> _Excerpts of annotation records_
•••
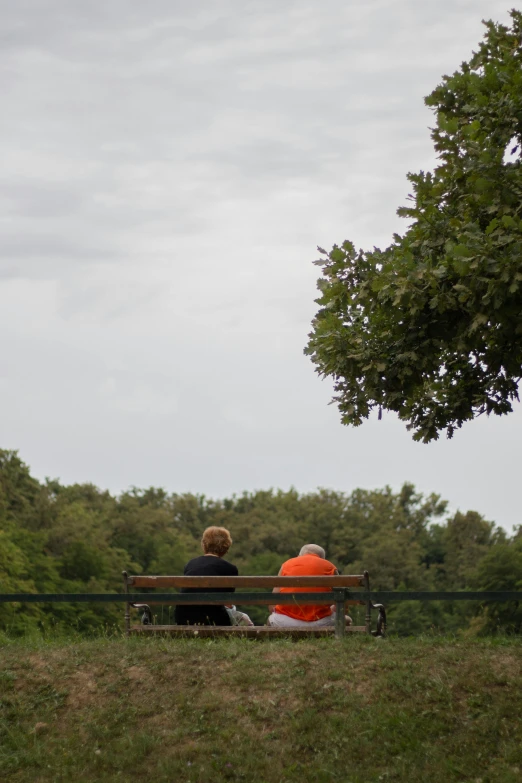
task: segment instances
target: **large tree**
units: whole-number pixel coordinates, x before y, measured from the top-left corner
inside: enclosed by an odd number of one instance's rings
[[[335,245],[316,263],[305,353],[345,424],[395,411],[425,442],[505,414],[522,376],[522,14],[487,22],[468,63],[426,98],[439,158],[409,174],[410,220],[385,250]]]

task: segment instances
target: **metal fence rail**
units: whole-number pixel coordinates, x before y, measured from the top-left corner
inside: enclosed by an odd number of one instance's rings
[[[394,601],[522,601],[522,590],[459,590],[457,592],[422,592],[418,590],[344,590],[346,601],[376,601],[393,603]],[[184,604],[197,601],[205,604],[228,603],[234,597],[237,604],[266,604],[277,600],[278,604],[299,601],[314,604],[331,603],[332,593],[0,593],[0,603],[172,603]]]

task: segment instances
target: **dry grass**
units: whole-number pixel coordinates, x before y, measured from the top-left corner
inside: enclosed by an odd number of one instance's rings
[[[35,641],[0,658],[2,781],[521,779],[519,641]]]

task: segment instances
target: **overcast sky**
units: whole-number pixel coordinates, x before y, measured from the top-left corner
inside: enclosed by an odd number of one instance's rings
[[[0,0],[0,447],[112,491],[412,481],[521,523],[520,408],[351,429],[303,355],[316,246],[404,230],[423,97],[509,5]]]

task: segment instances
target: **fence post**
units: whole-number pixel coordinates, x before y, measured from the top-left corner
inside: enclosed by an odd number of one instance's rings
[[[364,587],[367,590],[367,592],[370,592],[370,574],[368,571],[364,572]],[[372,602],[370,599],[366,601],[366,633],[371,634],[372,632]]]
[[[344,639],[346,633],[346,620],[344,619],[344,602],[346,600],[346,590],[344,587],[334,587],[335,601],[335,638]]]

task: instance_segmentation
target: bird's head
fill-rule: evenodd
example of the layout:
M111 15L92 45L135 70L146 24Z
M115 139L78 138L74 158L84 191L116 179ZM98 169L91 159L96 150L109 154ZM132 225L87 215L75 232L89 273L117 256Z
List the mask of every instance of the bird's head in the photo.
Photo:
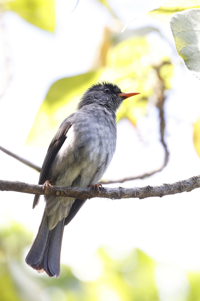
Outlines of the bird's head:
M140 94L137 92L122 93L116 85L102 82L93 85L83 94L78 110L85 106L97 104L115 113L126 98Z

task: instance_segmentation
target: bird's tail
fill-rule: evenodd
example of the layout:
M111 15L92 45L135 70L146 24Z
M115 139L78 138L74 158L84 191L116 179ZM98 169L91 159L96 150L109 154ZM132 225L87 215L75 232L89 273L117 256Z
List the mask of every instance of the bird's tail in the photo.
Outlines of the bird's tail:
M26 258L26 262L38 273L45 272L49 277L60 274L60 253L64 218L52 230L48 227L45 211L37 235Z

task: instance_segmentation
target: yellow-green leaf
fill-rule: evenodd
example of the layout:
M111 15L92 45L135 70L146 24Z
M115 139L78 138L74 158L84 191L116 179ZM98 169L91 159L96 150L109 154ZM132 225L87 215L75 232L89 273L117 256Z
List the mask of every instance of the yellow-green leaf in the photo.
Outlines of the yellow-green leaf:
M62 79L51 86L36 116L27 140L30 145L46 146L56 130L67 116L76 110L85 90L98 80L99 72Z
M6 0L3 10L15 12L23 19L42 29L52 32L55 26L55 0Z
M169 0L157 9L150 12L148 15L168 22L172 14L188 8L200 8L200 0Z
M200 9L175 14L170 26L178 53L187 67L200 79Z

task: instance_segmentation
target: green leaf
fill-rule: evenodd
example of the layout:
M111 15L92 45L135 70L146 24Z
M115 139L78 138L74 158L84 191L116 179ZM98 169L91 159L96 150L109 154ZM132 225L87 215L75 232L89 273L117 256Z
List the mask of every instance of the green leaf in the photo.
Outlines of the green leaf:
M100 72L59 79L51 86L36 116L27 142L46 146L63 120L73 113L82 94L98 79Z
M172 16L170 26L178 53L200 79L200 9L188 9Z
M150 12L148 15L168 23L172 14L189 8L200 8L200 0L169 0L159 8Z
M54 31L55 0L7 0L3 2L2 8L3 10L15 12L42 29Z

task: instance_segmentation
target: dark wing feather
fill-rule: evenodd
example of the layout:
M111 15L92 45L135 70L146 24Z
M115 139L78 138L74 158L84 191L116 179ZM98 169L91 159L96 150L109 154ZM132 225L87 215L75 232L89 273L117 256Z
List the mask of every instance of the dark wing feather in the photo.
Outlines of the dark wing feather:
M52 163L66 139L66 135L72 125L65 119L61 125L49 146L40 175L38 184L41 185L47 180L48 174ZM40 196L36 194L33 201L33 209L37 205Z
M79 200L79 199L76 199L75 200L72 206L69 213L65 219L65 225L67 225L71 222L86 200L87 199Z

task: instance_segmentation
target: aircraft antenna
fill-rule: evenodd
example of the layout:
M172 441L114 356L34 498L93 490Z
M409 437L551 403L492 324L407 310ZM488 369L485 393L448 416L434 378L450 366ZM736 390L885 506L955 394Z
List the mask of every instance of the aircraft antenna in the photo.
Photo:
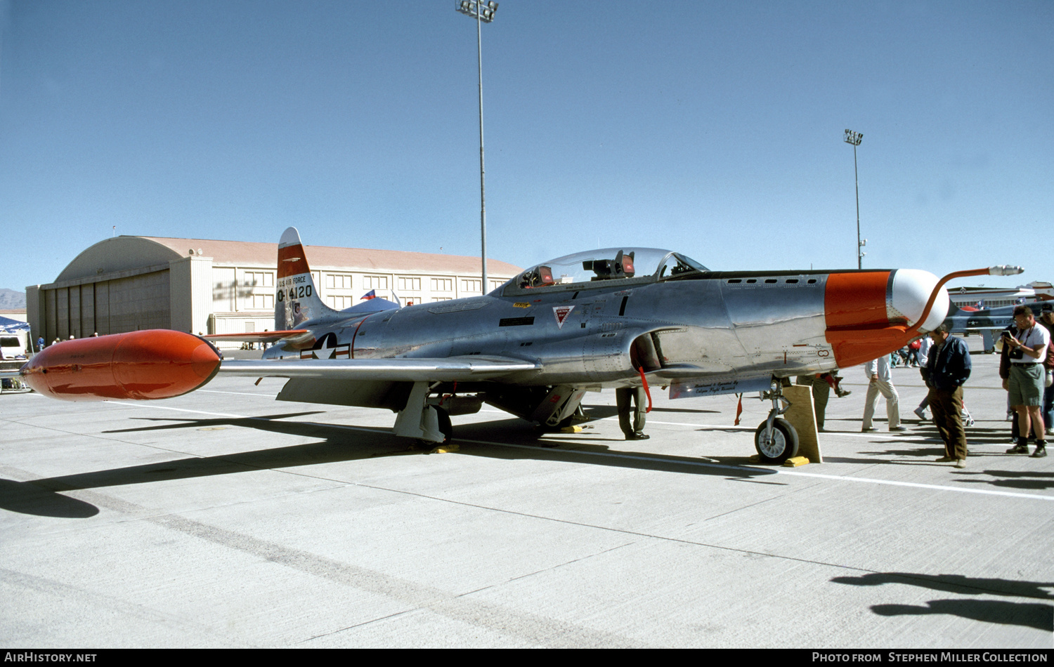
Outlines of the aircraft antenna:
M461 0L456 9L475 19L475 45L480 62L480 244L483 259L483 293L487 293L487 195L483 169L483 30L482 23L494 20L497 3L494 0Z
M867 242L860 240L860 176L856 169L856 148L860 145L862 139L863 135L859 132L845 131L845 143L853 144L853 180L857 189L857 269L863 269L863 256L866 254L863 252L863 247Z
•••
> _PROBLEM DETAILS_
From the listing above, print every entry precisely and drop the pictures.

> _OUTPUT OF THE EXERCISE_
task: segment instances
target: **large tree**
units: whole-number pixel coordinates, x before y, measured from the top-left corner
inside: enclosed by an odd number of one instance's rings
[[[335,245],[316,263],[305,353],[345,424],[395,411],[425,442],[505,414],[522,376],[522,14],[487,22],[468,63],[426,98],[439,158],[409,174],[410,220],[385,250]]]

task: segment instances
target: **metal fence rail**
units: whole-number pixel coordinates, x before y, measured from the top-left corner
inside: enclosed by an odd number of one instance's rings
[[[394,601],[522,601],[522,590],[459,590],[457,592],[422,592],[418,590],[344,590],[346,601],[376,601],[393,603]],[[184,604],[197,601],[205,604],[228,603],[234,597],[237,604],[266,604],[277,600],[278,604],[299,601],[314,604],[331,603],[332,593],[0,593],[0,603],[172,603]]]

task: segment instances
target: **dry grass**
units: whole-number pixel coordinates, x before y, measured from the top-left corner
inside: enclosed by an odd number of one instance's rings
[[[35,641],[0,658],[2,781],[521,779],[519,641]]]

task: segment instances
target: **overcast sky**
units: whole-number pixel coordinates, x before y, measured from the top-left corner
inside: enclosed by an odd number of one instance's rings
[[[0,0],[0,447],[112,491],[412,481],[521,523],[520,408],[351,429],[303,355],[316,246],[404,230],[423,97],[509,5]]]

task: segment instances
target: **fence post**
units: whole-number pixel coordinates, x before y, measured from the top-left corner
inside: enclosed by an odd number of one instance's rings
[[[364,587],[367,590],[367,592],[370,592],[370,574],[368,571],[364,572]],[[372,602],[370,599],[366,601],[366,633],[371,634],[372,632]]]
[[[344,639],[346,633],[346,620],[344,619],[344,602],[346,600],[346,590],[344,587],[334,587],[335,601],[335,638]]]

task: instance_segmentation
target: bird's head
fill-rule: evenodd
example of the layout:
M111 15L92 45L135 70L146 24Z
M115 139L78 138L74 158L84 191L116 179ZM98 169L91 159L96 150L109 154ZM132 225L87 215L75 232L89 273L117 256Z
List the mask of every instance of the bird's head in the photo.
Photo:
Outlines of the bird's head:
M140 94L137 92L122 93L116 85L102 82L93 85L83 94L78 110L85 106L97 104L115 113L126 98Z

task: instance_segmentation
target: bird's tail
fill-rule: evenodd
example of the layout:
M111 15L92 45L135 70L146 24Z
M115 139L78 138L74 158L84 191L116 179ZM98 169L91 159L96 150L109 154ZM132 225L87 215L75 232L89 273L117 256Z
List the mask of every instance of the bird's tail in the photo.
Outlines of the bird's tail:
M26 258L26 262L38 273L45 272L49 277L60 274L60 253L64 218L52 230L48 227L45 211L37 235Z

task: instance_segmentation
target: yellow-green leaf
fill-rule: evenodd
example of the layout:
M111 15L92 45L135 70L146 24Z
M115 139L78 138L74 158L84 191L116 179ZM98 169L91 159L96 150L109 154ZM132 225L87 215L75 232L89 273L117 256Z
List the mask of every instance of the yellow-green leaf in the photo.
Outlines of the yellow-green leaf:
M62 79L51 86L36 116L27 140L30 145L46 146L56 130L67 116L76 110L85 90L98 80L99 72Z
M6 0L3 10L15 12L23 19L42 29L52 32L55 26L55 0Z
M169 0L157 9L150 12L148 15L168 22L172 14L188 8L200 8L200 0Z
M200 9L175 14L170 26L178 53L187 67L200 79Z

task: instance_segmentation
target: green leaf
fill-rule: evenodd
example of the layout:
M111 15L92 45L135 70L146 24Z
M115 139L78 138L74 158L84 191L116 179ZM98 169L91 159L96 150L109 154ZM132 225L87 215L75 232L89 273L117 256Z
List the mask of every instance of the green leaf in the photo.
Outlines of the green leaf:
M100 72L59 79L51 86L36 116L27 142L46 146L63 120L73 113L82 94L98 79Z
M172 16L170 26L178 53L200 79L200 9L188 9Z
M150 12L148 15L168 23L172 14L189 8L200 8L200 0L169 0L159 8Z
M54 31L55 0L7 0L3 2L2 8L3 10L15 12L42 29Z

task: instance_segmentation
target: dark wing feather
fill-rule: evenodd
example of the layout:
M111 15L92 45L135 70L146 24Z
M115 139L78 138L74 158L84 191L116 179ZM98 169L91 159L96 150L109 154ZM132 225L87 215L75 232L89 273L117 256Z
List the mask of every instance of the dark wing feather in the photo.
Outlines of the dark wing feather:
M52 163L66 139L66 135L72 125L65 119L61 125L49 146L40 175L38 184L41 185L47 180L48 174ZM40 196L36 194L33 201L33 209L37 205Z
M79 200L79 199L76 199L75 200L72 206L69 213L65 219L65 225L67 225L71 222L86 200L87 199Z

task: instance_segmentation
target: aircraft antenna
fill-rule: evenodd
example of the layout:
M172 441L114 356L34 498L93 490Z
M409 437L551 403L492 324L407 310ZM488 369L485 393L448 416L434 378L450 366ZM736 390L885 506L955 394Z
List the mask of every instance of the aircraft antenna in the photo.
Photo:
Outlines of the aircraft antenna:
M461 0L456 9L475 19L475 45L480 62L480 244L483 259L483 293L487 293L487 195L483 169L483 30L482 23L494 20L497 3L494 0Z
M867 242L860 240L860 176L856 169L856 148L860 145L862 139L863 135L859 132L845 131L845 143L853 144L853 180L857 189L857 269L863 269L863 256L866 254L863 252L863 247Z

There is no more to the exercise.